BEGIN DOCUMENT PASSAGE

6. In the rejoinder, the appellant has denied that the appellant is guilty of any delay and laches and/or that the claim is barred by law of limitation. It is stated that the appellant wrote several letters asking for the shares to be registered in her name and stating that she has furnished all necessary evidence to show that she was the bona fide legatee by virtue of a duly executed will. Despite such letters and despite the legal position as explained to the respondent-company, that a will does not have to be probated in the present case, when the respondent-company ignoring the above averments communicated its refusal to transfer the shares by its letter dated January 30, 1990 ; the appellant filed the present appeal within the statutory period of two months. It is further stated that the will is a valid will since it is has been executed in accordance with the mandatory Section 63 of the Indian Succession Act and further invited attention to the said provision which states "it shall not be necessary that more than one witness be present at the same time, and no particular form of attestation shall be necessary." It is further stated that the respondent has merely to satisfy itself in accordance with the standards of a reasonable prudent man that the appellant is the sole legatee under the will and their two sons are the only other heirs of the deceased. It is further stated that article 62 of the articles of association empowers the respondent to dispense with the production of probate "upon such terms as to indemnity or otherwise". It is further stated that the stand of the respondent reduces the entire Indian Succession Act and the right that the appellant has under the Act to inconsequence.
7. Shri Virender Ganda, advocate, appearing on behalf of the appellant, while reiterating the submissions made in the appeal and rejoinder submitted that cause of action arose to the appellant on January 30, 1990, when it received the respondent-company's letter dated January 25, 1990, wherein it finally refused to effect the transmission unless the letter of probate is produced. In this connection, he submitted that appeal has been filed within two months of the refusal by the respondent-company as provided under Section 111 of the Act.

END DOCUMENT PASSAGE
BEGIN SUPPLIED RECORDS

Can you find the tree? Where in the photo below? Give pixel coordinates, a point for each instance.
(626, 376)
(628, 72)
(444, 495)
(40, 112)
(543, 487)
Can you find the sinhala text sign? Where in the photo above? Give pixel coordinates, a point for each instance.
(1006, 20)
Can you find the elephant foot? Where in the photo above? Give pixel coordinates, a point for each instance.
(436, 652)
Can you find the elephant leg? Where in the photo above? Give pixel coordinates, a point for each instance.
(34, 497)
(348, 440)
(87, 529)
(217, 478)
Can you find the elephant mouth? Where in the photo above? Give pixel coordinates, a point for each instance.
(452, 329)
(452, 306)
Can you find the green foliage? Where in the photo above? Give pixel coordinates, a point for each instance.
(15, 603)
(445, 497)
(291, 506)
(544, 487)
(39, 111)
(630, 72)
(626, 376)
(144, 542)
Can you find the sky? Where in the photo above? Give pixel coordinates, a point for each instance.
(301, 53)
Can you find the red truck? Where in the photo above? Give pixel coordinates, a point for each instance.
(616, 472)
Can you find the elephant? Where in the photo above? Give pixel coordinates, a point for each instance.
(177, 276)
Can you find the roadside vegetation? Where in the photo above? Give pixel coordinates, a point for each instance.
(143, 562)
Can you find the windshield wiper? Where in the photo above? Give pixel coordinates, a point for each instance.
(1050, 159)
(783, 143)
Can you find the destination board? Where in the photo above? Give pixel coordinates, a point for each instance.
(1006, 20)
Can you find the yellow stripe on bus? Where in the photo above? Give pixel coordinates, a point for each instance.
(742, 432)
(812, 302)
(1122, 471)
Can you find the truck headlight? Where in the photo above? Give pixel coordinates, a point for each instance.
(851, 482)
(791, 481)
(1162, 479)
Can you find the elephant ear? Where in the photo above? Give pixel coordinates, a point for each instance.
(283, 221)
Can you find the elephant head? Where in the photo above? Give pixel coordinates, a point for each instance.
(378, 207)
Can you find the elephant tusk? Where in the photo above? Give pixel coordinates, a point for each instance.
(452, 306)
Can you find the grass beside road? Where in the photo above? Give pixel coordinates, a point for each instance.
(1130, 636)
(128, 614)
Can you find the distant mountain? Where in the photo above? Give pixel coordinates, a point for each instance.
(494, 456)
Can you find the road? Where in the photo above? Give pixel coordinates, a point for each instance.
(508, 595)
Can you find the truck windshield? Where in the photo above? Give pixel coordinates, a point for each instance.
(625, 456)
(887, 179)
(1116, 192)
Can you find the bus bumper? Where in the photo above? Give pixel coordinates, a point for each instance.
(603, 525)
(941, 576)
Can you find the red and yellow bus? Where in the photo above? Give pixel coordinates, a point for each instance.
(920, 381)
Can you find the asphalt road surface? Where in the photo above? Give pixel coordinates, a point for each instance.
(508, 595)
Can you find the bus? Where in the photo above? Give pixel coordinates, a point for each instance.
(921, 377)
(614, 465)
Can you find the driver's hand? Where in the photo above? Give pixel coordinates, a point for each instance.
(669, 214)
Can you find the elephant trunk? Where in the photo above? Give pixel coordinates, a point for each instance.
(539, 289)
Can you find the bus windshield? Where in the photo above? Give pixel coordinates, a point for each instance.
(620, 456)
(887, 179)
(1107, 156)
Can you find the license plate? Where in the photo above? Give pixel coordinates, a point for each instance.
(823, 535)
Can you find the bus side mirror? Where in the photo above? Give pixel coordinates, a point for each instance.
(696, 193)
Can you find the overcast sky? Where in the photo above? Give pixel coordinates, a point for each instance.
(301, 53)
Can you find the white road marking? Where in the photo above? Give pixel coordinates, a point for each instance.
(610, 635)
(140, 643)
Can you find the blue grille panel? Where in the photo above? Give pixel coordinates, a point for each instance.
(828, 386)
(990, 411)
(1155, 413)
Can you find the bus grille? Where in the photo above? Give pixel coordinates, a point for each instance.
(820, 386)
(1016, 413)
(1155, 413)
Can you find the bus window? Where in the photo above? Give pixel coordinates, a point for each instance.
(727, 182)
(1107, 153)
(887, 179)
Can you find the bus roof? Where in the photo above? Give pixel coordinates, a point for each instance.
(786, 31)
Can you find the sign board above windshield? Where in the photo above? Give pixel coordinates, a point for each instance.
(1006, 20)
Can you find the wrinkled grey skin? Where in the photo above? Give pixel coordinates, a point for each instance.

END SUPPLIED RECORDS

# SHORT TASK:
Reproduce the stretch of the share-transfer appeal passage from "7. Shri Virender" through "of the Act." word for word.

# COMPLETE ANSWER:
7. Shri Virender Ganda, advocate, appearing on behalf of the appellant, while reiterating the submissions made in the appeal and rejoinder submitted that cause of action arose to the appellant on January 30, 1990, when it received the respondent-company's letter dated January 25, 1990, wherein it finally refused to effect the transmission unless the letter of probate is produced. In this connection, he submitted that appeal has been filed within two months of the refusal by the respondent-company as provided under Section 111 of the Act.